### Your assignment:
Every line that includes the word "segment" needs to be copied from the listing.

═════ Dataset records ═════

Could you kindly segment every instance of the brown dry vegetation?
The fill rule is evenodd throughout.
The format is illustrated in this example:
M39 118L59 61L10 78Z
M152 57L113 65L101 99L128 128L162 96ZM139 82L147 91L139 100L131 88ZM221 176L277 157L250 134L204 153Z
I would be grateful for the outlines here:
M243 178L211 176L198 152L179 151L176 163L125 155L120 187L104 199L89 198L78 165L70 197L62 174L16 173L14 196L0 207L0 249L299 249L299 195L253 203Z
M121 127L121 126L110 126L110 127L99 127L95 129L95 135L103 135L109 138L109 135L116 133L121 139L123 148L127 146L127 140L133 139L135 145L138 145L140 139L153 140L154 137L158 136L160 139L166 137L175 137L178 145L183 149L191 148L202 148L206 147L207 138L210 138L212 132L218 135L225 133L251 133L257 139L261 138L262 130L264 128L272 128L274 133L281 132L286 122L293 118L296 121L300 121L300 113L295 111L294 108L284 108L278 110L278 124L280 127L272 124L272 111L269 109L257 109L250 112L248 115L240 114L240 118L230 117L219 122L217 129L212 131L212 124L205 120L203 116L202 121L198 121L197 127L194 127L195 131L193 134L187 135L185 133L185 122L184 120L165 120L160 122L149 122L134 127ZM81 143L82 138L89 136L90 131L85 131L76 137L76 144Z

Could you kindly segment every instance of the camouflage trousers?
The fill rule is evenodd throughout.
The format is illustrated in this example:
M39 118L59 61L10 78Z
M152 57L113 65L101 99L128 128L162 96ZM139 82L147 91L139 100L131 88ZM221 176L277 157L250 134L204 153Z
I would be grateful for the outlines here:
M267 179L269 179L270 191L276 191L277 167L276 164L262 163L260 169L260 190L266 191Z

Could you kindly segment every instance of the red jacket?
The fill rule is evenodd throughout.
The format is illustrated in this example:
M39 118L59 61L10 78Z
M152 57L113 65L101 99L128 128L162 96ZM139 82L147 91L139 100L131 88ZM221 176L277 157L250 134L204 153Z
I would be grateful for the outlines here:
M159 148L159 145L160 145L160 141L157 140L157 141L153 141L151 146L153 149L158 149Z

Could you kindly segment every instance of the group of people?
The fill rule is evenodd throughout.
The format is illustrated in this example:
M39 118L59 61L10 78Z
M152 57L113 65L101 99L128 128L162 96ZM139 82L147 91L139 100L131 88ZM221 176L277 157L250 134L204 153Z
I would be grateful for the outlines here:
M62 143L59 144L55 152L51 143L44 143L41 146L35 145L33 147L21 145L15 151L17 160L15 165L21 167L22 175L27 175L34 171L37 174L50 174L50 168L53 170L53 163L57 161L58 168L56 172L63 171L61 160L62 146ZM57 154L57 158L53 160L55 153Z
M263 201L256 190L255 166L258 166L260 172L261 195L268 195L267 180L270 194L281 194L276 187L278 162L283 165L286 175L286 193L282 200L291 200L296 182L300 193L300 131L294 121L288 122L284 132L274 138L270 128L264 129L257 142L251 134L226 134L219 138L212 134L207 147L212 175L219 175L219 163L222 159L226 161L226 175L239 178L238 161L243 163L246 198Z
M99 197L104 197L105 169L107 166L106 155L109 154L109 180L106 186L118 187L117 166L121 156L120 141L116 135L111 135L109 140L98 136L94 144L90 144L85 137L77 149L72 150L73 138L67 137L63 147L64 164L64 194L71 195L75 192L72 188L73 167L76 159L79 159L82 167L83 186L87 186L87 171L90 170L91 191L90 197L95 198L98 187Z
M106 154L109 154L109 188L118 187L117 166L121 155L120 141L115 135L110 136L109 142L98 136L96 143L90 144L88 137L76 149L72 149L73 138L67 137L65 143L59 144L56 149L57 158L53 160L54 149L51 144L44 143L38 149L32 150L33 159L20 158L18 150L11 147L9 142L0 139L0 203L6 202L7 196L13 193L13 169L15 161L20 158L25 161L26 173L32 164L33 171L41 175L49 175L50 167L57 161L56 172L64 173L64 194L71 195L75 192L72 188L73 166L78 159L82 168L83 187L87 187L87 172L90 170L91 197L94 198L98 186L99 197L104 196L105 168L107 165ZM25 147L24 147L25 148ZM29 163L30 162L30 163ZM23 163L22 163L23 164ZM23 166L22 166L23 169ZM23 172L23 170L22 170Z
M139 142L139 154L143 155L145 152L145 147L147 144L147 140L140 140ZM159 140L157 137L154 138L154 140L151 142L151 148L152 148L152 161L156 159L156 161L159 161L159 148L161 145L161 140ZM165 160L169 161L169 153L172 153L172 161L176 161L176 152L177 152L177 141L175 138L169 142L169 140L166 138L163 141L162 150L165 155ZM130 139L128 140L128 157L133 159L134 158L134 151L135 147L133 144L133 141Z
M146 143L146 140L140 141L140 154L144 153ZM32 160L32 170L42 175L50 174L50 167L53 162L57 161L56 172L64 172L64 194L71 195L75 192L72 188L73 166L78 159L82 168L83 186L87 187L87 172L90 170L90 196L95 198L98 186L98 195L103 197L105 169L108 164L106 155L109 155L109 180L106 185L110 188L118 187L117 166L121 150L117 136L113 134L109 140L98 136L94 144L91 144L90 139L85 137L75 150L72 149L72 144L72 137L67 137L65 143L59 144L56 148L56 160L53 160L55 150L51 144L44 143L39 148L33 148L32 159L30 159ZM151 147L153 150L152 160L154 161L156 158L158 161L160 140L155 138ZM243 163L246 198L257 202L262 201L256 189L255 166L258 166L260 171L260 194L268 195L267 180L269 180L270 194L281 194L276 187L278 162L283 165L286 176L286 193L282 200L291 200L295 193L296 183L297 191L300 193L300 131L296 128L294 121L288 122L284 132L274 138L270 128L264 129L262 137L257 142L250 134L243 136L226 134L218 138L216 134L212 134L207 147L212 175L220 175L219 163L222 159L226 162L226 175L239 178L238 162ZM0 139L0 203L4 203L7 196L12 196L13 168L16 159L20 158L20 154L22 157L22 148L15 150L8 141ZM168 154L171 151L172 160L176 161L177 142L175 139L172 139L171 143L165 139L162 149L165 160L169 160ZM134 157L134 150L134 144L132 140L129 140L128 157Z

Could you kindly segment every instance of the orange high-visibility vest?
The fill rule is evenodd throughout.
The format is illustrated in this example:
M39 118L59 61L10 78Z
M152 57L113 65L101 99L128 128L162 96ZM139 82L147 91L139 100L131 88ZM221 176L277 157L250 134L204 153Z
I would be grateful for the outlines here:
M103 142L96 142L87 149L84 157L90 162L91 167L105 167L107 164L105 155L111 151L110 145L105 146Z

═════

### Written reply:
Could you kindly segment every instance of the brown dry vegetation?
Could you kindly segment every instance of the camouflage trousers?
Could you kindly segment every instance of the red jacket?
Could you kindly segment every instance of the group of people?
Could you kindly segment every instance of the orange high-visibility vest?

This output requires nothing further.